___ EXCERPT PROVIDED

# How to Make a Grow Box From A to Z



## FOAM (Oct 27, 2009)

*How to Make a Grow Box From A to Z*

A closed grow box system will enable you to create and control your own growing environment such as the sun, rain, wind, air, nutrients and pest control. I have recently decided to build a grow box that measures 5'x2'x2' so it will fit in my tiny apartment. This grow box is to help with my interest and love for exotic plants. My intention of this post is to inspire people with my ideas just as other peoples posts have inspired me. This is my first instructable, long time follower. So, please bear with me and gentle.



*step 1Basic frame*

The first step I took before going out and buying materials, was to determine exactly what I needed to minimize cost by not purchasing any more than I had to. I did this by using a free program downloaded from Google called Google Sketchup. I highly recommend it, because it let me build the box in 3D and to scale using the handy tape measure tool it comes with. The program is very easy to use. It took me less than a day to get a basic understanding of it. The total for all the wood used for this box was $52 at home depot.

______

(PROBLEMS)
1 > Based on the grow box post, decide whether each statement agrees with the text, and answer yes or no with the deciding words quoted exactly. (a) The planned box measures 5'x2'x2'. (b) Learning the basics of Google Sketchup took the author more than a week. (c) All the wood for the box cost $52.
2 > Turn the paragraph of the grow box post that begins "The first step I took" into a short bulleted list that keeps its main facts.
3 > In one to three sentences, explain why the author of the grow box post determined exactly what was needed before buying materials, and why Google Sketchup is recommended.

___ GIVEN INFORMATION

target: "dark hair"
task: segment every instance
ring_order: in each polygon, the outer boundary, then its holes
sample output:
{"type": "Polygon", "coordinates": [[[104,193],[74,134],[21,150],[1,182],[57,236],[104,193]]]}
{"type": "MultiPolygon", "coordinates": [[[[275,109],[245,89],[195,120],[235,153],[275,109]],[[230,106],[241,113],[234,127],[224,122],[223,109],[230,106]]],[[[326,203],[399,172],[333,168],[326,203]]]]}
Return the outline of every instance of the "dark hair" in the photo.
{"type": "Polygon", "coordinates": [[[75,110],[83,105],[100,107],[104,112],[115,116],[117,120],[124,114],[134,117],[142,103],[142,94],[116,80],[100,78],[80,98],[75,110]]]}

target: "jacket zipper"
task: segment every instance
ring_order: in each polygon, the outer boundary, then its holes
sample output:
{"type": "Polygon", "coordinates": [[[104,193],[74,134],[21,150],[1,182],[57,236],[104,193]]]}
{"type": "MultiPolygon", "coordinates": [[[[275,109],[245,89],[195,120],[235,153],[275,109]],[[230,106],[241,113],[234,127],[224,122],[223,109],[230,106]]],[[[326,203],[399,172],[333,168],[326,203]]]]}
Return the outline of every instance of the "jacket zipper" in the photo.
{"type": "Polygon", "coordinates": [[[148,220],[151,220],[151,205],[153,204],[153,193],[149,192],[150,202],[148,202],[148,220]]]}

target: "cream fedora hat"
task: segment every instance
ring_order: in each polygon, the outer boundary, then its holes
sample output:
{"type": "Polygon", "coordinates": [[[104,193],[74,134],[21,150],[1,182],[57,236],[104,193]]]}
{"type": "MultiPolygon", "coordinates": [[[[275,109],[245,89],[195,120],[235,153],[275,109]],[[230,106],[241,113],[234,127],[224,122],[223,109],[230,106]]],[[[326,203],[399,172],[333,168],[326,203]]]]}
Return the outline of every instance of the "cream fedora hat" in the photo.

______

(ANSWER LIST)
1 >
(a) Yes: "I have recently decided to build a grow box that measures 5'x2'x2'"
(b) No: "It took me less than a day to get a basic understanding of it."
(c) Yes: "The total for all the wood used for this box was $52 at home depot."

2 >
- Before buying materials, the author worked out exactly what was needed so as not to buy more than necessary and to keep costs down.
- The planning was done in Google Sketchup, a free program downloaded from Google.
- The program allowed the box to be built in 3D and to scale with its tape measure tool.
- It is easy to use, and learning the basics took less than a day.
- All the wood for the box cost $52 at Home Depot.

3 > The author planned before shopping to minimize cost by not purchasing more than necessary. Google Sketchup is recommended because it let the author build the box in 3D and to scale with its tape measure tool.